**** Records supplied

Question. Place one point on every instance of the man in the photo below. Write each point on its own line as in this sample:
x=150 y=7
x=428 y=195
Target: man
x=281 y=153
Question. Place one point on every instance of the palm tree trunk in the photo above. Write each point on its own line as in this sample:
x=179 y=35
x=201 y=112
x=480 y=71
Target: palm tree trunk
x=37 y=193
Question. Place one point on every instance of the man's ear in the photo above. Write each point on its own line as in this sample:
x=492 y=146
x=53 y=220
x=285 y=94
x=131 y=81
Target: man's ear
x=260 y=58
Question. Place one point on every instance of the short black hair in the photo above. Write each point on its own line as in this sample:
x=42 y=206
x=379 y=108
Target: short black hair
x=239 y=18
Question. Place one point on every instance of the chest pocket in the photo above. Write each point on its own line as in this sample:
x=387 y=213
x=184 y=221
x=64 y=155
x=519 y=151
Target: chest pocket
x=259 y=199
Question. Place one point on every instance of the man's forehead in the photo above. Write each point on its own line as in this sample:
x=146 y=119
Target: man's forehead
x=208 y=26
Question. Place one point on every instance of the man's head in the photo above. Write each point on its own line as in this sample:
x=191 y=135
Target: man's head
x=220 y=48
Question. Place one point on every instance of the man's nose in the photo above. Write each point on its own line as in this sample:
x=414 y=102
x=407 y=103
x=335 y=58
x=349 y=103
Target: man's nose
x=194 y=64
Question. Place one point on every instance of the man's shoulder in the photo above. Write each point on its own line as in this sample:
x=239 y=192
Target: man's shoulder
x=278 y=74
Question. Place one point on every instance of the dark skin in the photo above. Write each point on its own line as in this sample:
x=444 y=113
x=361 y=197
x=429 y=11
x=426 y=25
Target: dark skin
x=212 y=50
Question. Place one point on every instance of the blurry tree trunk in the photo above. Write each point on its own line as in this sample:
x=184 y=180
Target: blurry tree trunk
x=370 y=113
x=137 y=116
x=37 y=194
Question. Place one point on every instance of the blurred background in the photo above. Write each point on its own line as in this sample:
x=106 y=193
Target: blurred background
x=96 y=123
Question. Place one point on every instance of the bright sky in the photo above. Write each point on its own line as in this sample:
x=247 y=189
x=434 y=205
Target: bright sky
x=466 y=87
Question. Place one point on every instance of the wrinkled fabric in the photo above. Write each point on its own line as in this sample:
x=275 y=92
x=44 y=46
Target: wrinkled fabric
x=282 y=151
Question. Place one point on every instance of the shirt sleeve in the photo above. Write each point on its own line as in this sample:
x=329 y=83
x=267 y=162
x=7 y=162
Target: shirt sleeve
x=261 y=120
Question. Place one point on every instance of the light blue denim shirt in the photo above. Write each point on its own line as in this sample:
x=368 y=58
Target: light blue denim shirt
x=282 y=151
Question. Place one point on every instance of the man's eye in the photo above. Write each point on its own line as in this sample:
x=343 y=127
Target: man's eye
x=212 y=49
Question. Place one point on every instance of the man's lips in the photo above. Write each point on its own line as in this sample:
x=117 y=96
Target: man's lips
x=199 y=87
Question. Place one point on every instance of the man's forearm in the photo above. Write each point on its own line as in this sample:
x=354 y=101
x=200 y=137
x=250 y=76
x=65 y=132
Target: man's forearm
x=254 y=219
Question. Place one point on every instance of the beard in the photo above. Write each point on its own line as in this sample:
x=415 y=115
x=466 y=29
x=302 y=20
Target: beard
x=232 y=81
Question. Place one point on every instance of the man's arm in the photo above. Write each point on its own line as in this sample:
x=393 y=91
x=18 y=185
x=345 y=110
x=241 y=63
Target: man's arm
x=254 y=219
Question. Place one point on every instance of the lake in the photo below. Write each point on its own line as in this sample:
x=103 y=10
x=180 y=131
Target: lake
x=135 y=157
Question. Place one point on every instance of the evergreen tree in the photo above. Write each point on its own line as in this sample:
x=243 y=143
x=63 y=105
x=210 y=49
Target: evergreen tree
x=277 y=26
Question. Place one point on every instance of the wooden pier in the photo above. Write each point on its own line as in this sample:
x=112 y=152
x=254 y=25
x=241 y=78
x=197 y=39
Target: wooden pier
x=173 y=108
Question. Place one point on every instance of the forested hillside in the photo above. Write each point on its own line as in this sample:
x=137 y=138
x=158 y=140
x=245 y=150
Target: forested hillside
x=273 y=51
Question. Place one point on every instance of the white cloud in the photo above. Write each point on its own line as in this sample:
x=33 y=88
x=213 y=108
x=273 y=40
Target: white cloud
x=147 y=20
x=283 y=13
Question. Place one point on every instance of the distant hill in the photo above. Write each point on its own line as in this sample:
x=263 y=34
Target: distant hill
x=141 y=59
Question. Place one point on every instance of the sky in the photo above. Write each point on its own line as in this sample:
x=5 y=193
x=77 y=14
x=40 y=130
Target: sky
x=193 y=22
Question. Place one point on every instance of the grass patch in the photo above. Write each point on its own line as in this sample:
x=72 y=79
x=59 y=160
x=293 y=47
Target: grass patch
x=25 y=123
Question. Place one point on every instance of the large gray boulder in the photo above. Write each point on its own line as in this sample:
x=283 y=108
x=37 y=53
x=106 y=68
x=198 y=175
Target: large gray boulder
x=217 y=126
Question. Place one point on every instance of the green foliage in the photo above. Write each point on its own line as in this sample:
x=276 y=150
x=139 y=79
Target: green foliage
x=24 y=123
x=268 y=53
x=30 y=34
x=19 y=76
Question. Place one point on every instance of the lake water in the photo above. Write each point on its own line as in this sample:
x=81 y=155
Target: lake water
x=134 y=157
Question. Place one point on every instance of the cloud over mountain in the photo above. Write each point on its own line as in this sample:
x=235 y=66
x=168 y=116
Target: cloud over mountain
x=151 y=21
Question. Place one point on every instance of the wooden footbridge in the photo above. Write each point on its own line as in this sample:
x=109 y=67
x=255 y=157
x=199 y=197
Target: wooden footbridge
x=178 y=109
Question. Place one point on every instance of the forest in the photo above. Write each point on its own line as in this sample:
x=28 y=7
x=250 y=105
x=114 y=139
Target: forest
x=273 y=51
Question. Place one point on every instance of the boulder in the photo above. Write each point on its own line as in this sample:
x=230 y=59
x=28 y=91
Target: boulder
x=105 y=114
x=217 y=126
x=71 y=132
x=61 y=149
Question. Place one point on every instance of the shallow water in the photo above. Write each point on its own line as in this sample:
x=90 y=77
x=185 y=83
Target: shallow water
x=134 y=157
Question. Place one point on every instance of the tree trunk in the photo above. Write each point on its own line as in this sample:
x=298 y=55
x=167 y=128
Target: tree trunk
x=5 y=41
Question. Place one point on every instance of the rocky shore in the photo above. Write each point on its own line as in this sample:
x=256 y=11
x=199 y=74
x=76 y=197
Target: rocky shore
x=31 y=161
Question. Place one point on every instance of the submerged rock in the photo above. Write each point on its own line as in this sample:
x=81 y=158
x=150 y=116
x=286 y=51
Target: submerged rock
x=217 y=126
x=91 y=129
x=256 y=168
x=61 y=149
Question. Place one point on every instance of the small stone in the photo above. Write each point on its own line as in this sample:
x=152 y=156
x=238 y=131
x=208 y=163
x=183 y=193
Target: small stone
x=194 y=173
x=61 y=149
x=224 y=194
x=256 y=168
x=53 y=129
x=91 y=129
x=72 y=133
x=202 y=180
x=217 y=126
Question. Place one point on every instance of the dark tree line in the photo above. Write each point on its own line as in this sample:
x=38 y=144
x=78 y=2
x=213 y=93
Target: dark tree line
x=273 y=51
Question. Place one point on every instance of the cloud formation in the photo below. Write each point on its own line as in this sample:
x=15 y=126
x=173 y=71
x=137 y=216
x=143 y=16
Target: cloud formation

********

Directions for this task: Which lines above run from the one containing "Target: man's nose" down to the one containing "Question. Place one point on every instance of the blurry"? Repeat exactly those, both ends included, and nothing else.

Result of this task:
Target: man's nose
x=194 y=64
Question. Place one point on every instance of the man's shoulder in the photo above. Write each point on its own line as in this sample:
x=239 y=192
Target: man's shoulder
x=278 y=74
Question. Place one point on every instance of the dark skin in the photo above. Write each point on its own line as in this sample:
x=444 y=113
x=361 y=197
x=429 y=11
x=426 y=25
Target: dark skin
x=212 y=50
Question. Place one point on every instance of the blurry tree trunk in the photo above. Write each point on its own line as in this sample:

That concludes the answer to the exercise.